§ **What this task involves**: Copy out every item below, replacing "pixel coordinates" with "image coordinates" and leaving all other wording as it is.

§ **Items**:
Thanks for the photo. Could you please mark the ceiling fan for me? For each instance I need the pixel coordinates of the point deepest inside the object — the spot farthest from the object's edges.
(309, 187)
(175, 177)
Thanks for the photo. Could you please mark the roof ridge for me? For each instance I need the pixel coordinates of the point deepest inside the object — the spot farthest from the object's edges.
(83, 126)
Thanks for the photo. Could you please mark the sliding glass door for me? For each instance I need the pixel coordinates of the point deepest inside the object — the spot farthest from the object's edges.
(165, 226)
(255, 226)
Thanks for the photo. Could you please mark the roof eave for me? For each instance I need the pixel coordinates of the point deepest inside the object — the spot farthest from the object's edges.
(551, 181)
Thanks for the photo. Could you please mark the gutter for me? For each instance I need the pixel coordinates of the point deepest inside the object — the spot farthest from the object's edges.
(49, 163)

§ **Reply to the exercise**:
Thanks for the photo. Could you please mark the ceiling fan for me? For each instance I need the image coordinates of the point deepest inside the object — the spot farthest from the object's edges.
(309, 187)
(175, 177)
Thanks for the photo. Could you please mark the roof ridge for me? For each instance I need the image coordinates of the point deepest inside the object — the spot farthest from the object's edges.
(83, 126)
Thanks for the photo. Could you please mark the sliding glass door for me? For each instance I need the image coordinates of the point deepest inside the object — the spot farthest from the object's edges.
(165, 226)
(255, 226)
Thanks for the photo. Could you please mark the roof eave for me? For each instance I need the image coordinates of the point deepest inside the object — the spot farthest from the object's edges.
(551, 181)
Thanks for the photo. Could you please mark the gutter for me? For each instance I need the image coordinates of the point deepest inside the object — the spot farthest from the object's edges.
(49, 163)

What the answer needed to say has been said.